Task requirements:
Rewrite every line of the records, replacing "rough mask" with "coarse mask" wherever it occurs and leaving everything else unchanged. Omit the pictures from your answer.

───── Dataset content ─────

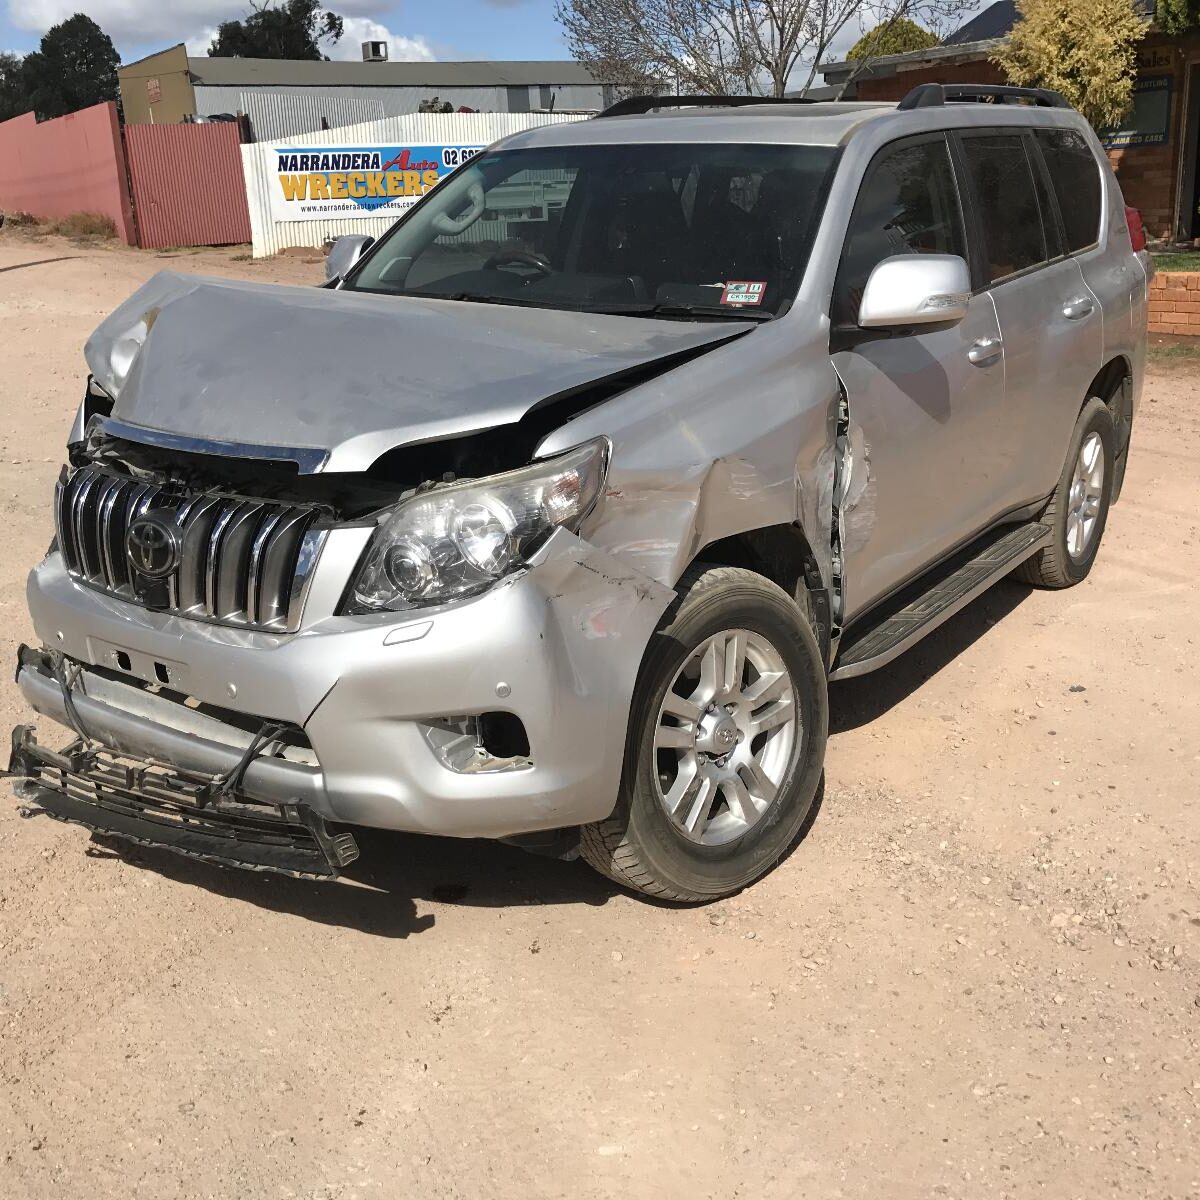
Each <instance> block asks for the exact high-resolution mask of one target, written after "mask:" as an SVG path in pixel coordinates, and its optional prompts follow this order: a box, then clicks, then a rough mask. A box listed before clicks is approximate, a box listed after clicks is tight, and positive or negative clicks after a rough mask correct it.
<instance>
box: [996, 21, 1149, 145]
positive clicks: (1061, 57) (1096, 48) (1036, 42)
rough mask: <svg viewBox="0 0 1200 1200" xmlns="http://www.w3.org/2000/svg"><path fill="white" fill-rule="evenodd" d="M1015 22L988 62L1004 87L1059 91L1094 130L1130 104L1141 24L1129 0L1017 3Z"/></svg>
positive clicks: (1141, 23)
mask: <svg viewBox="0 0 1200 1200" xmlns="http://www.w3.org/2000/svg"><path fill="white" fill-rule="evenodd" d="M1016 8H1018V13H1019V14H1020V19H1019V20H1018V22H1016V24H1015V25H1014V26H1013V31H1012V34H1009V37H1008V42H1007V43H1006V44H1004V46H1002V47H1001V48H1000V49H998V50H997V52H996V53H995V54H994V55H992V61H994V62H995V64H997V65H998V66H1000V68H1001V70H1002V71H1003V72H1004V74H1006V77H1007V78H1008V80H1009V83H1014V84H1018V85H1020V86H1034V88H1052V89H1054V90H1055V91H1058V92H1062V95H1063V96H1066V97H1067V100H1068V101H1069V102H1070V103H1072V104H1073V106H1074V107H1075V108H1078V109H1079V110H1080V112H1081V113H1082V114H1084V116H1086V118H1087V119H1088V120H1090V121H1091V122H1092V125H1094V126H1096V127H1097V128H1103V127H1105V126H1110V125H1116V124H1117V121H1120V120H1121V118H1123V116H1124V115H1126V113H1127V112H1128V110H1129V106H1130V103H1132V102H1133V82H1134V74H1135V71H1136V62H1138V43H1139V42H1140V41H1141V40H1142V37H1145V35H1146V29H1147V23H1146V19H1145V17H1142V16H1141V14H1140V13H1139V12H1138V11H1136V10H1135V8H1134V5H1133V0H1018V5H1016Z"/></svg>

─────

Output of the task:
Each <instance> block asks for the exact high-resolution mask of one target, written after "mask:" as an SVG path in pixel coordinates, and its optional prompts follow this order: a box, then clicks, then a coarse mask. A box listed before clicks is approximate, a box listed after clicks is tight, and positive or negative clicks after a coarse mask correct it.
<instance>
box: [996, 21, 1149, 145]
positive clicks: (1061, 57) (1096, 48) (1036, 42)
coarse mask: <svg viewBox="0 0 1200 1200" xmlns="http://www.w3.org/2000/svg"><path fill="white" fill-rule="evenodd" d="M1015 22L988 62L1004 87L1059 91L1094 130L1130 104L1141 24L1129 0L1017 3Z"/></svg>
positive clicks: (1141, 23)
mask: <svg viewBox="0 0 1200 1200" xmlns="http://www.w3.org/2000/svg"><path fill="white" fill-rule="evenodd" d="M1016 8H1018V13H1019V14H1020V19H1019V20H1018V22H1016V24H1015V25H1014V26H1013V31H1012V34H1009V37H1008V42H1007V43H1006V44H1004V46H1002V47H1001V48H1000V49H998V50H997V52H996V53H995V54H994V55H992V61H994V62H995V64H997V65H998V66H1000V68H1001V70H1002V71H1003V72H1004V74H1006V77H1007V78H1008V80H1009V83H1014V84H1018V85H1020V86H1034V88H1052V89H1054V90H1055V91H1058V92H1062V95H1063V96H1066V97H1067V100H1068V101H1069V102H1070V103H1072V104H1073V106H1074V107H1075V108H1078V109H1079V110H1080V112H1081V113H1082V114H1084V116H1086V118H1087V119H1088V120H1090V121H1091V122H1092V125H1094V126H1096V127H1097V128H1103V127H1105V126H1110V125H1116V124H1117V121H1120V120H1121V118H1123V116H1124V115H1126V113H1127V112H1128V110H1129V106H1130V103H1132V102H1133V82H1134V74H1135V71H1136V62H1138V43H1139V42H1140V41H1141V40H1142V37H1145V35H1146V29H1147V23H1146V19H1145V17H1142V16H1141V14H1140V13H1139V12H1138V11H1136V10H1135V8H1134V5H1133V0H1018V5H1016Z"/></svg>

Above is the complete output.